## Selected extract

+===+

Search code examples
matlabpcacoordinate-transformationbsxfun

How to project a new point to PCA new basis?


For example, I have 9 variables and 362 cases. I've made PCA calculation, and found out that first 3 PCA coordinates are enough for me.

Now, I have new point in my 9-dimensional structure, and I want to project it to principal component system coordinate. How to get its new coordinates?

%# here is data (362x9)
load SomeData

[W, Y] = pca(data, 'VariableWeights', 'variance', 'Centered', true);

%# orthonormal coefficient matrix
W = diag(std(data))\W;

% Getting mean and weights of data (for future data)
[data, mu, sigma] = zscore(data);
sigma(sigma==0) = 1;

%# New point in original 9dim system
%# For example, it is the first point of our input data
x = data(1,:);
x = bsxfun(@minus,x, mu);
x = bsxfun(@rdivide, x, sigma);

%# New coordinates as principal components
y0 = Y(1,:); %# point we should get in result
y = (W*x')'; %# our result

%# error
sum(abs(y0 - y)) %# 142 => they are not the same point

%# plot
figure()
plot(y0,'g'); hold on;
plot(y,'r');

enter image description here

How to get coordinates of a new point projected to new principal component basis?

+===+

Data lines:

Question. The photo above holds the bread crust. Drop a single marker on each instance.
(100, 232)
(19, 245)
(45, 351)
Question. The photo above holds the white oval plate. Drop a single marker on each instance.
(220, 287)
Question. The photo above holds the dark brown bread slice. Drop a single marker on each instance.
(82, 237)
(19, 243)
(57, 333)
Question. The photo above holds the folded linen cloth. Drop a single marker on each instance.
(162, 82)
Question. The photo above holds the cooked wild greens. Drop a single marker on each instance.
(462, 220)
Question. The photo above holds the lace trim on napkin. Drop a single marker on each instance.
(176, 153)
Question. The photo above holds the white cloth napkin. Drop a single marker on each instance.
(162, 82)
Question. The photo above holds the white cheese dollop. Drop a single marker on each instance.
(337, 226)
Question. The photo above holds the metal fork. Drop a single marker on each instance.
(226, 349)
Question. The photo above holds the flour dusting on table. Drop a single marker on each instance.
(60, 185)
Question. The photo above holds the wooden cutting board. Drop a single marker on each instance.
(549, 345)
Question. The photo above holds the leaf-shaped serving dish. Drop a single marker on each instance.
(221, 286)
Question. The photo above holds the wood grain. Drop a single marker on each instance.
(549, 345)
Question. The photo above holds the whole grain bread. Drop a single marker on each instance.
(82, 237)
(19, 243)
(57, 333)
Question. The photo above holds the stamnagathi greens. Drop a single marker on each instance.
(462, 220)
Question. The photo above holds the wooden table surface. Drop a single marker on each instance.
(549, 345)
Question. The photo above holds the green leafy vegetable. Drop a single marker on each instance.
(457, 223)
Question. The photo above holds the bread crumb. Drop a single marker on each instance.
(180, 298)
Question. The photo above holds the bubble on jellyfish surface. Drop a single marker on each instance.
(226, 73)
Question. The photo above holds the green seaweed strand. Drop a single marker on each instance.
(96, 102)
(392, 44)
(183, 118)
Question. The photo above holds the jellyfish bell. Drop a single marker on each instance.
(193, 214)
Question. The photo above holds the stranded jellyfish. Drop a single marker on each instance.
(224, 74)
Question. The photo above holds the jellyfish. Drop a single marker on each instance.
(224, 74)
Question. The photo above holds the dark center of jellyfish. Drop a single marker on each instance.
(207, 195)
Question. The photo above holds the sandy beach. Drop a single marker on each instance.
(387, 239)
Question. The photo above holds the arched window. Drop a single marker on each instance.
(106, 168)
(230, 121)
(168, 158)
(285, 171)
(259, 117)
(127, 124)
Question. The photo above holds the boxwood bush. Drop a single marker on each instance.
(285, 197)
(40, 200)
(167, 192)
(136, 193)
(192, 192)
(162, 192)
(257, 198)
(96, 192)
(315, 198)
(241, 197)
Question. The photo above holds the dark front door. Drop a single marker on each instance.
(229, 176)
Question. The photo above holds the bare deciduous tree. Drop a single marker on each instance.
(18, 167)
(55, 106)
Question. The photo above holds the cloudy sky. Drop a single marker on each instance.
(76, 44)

+===+

## Short task
Write the next part of the forum post about projecting a new point onto a PCA basis in MATLAB, starting after its final question.

## Exercise answer
Solution

  • Main fallacy was in operation that converts points to new basis:

    y = (W*x')';
    

    Wikipedia says:

    The projected vectors are the columns of the matrix

    Y = W*·Z, 
    

    where Y is L×N, W is M×L, Z is M×N,

    but pca() returns W of size L×M and Y of size NxL

    so, correct equation in Matlab is:

    y = x*W
    

    Below is the corrected code:

    [W, Y] = pca(data, 'VariableWeights', 'variance', 'Centered', true);
    W = diag(std(data))\W;
    
    %# Getting mean and weights of data (for future data)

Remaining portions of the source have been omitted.